## EXERCISE REQUIREMENTS
Compute the number of lines in the following data that include the word "roof", and output that number alone.
◆ ◆ ◆ ◆ ◆ ◆ ◆
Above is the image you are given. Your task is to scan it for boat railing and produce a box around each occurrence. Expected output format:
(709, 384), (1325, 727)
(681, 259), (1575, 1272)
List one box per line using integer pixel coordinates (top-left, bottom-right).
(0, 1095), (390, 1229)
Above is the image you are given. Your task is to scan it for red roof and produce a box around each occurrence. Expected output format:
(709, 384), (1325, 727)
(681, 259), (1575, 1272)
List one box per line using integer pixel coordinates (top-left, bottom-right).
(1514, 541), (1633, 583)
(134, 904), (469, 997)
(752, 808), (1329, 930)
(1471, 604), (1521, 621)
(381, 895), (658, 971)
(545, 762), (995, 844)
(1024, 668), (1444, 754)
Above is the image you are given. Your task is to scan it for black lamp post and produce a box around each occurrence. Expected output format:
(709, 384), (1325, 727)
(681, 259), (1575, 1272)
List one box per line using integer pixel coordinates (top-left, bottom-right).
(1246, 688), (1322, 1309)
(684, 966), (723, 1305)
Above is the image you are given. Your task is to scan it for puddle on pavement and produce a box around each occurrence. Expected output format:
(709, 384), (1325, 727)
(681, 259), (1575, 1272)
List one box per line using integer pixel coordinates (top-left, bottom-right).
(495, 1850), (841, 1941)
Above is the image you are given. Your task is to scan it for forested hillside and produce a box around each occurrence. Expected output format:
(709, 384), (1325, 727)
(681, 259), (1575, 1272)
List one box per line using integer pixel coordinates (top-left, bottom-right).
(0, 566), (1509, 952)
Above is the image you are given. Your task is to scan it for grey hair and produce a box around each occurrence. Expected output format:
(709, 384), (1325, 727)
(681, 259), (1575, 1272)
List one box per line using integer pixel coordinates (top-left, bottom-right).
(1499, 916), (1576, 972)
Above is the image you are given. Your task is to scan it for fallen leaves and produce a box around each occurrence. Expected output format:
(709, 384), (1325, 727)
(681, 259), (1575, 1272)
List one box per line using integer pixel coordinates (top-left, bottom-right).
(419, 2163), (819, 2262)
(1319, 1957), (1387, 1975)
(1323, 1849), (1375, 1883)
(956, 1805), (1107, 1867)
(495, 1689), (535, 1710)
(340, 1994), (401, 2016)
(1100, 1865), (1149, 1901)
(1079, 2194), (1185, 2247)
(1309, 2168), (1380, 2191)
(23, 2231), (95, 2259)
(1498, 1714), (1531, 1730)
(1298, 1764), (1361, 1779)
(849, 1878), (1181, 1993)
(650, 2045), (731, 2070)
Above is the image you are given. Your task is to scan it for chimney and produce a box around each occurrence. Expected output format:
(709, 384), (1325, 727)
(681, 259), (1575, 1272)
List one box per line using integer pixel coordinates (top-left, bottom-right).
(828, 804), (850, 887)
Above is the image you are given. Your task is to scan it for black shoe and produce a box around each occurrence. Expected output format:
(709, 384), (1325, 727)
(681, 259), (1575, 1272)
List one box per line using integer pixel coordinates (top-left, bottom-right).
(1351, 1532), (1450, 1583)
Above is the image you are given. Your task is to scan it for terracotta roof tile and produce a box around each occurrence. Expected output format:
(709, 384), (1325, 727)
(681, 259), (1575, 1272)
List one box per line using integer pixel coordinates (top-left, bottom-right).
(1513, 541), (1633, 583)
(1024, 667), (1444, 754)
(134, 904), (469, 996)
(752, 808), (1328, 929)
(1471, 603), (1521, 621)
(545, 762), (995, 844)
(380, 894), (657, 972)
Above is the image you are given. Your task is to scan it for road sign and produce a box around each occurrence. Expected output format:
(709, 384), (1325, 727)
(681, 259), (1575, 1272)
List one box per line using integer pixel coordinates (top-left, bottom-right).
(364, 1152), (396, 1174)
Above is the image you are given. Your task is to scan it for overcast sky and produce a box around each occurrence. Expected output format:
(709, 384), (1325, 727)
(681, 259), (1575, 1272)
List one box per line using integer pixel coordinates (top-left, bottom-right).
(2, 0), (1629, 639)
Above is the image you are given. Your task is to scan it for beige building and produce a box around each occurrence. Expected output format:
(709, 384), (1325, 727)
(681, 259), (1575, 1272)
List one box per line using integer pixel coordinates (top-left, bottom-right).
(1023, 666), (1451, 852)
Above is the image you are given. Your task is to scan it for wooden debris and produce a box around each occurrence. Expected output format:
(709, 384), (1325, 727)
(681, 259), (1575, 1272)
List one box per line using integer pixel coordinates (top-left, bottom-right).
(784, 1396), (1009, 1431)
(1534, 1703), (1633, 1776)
◆ ◆ ◆ ◆ ◆ ◆ ◆
## EXERCISE RESULT
2